▸ Dataset content
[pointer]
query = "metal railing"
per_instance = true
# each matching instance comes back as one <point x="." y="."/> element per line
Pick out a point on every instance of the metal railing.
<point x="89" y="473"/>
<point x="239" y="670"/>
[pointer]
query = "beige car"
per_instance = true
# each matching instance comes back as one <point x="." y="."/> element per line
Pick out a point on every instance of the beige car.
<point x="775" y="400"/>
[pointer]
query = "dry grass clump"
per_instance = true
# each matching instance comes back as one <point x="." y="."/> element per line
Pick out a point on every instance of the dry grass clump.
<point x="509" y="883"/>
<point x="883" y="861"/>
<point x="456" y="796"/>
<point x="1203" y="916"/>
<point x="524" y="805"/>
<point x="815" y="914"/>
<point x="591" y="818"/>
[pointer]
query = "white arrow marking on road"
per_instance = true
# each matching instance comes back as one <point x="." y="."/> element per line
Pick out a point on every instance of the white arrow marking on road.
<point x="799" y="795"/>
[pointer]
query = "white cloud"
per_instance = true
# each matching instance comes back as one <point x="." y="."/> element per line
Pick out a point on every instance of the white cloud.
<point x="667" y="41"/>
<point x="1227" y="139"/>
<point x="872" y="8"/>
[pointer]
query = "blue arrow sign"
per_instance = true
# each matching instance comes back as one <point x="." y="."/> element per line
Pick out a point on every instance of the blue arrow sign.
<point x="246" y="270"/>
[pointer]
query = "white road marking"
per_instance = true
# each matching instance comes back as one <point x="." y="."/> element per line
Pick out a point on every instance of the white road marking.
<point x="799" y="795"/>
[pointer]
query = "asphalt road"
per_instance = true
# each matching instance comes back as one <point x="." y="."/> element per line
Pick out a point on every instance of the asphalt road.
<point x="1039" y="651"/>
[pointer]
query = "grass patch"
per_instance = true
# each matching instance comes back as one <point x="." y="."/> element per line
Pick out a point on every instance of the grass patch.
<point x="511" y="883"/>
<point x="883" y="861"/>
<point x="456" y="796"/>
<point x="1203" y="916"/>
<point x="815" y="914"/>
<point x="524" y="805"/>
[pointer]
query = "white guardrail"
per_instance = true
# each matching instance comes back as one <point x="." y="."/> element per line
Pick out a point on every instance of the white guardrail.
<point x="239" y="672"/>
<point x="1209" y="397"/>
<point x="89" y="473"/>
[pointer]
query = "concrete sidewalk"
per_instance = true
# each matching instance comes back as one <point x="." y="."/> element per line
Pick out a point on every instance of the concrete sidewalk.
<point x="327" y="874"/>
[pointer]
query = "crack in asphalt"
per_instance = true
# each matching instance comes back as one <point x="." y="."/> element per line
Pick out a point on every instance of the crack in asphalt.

▸ Problem to solve
Out of the records, collect only those lines that contain the string "query".

▸ Exercise output
query = "metal railing"
query = "beige car"
query = "dry grass clump"
query = "white arrow marking on road"
query = "white cloud"
query = "blue arrow sign"
query = "white road marking"
query = "asphalt road"
query = "grass patch"
query = "white guardrail"
query = "concrete sidewalk"
query = "crack in asphalt"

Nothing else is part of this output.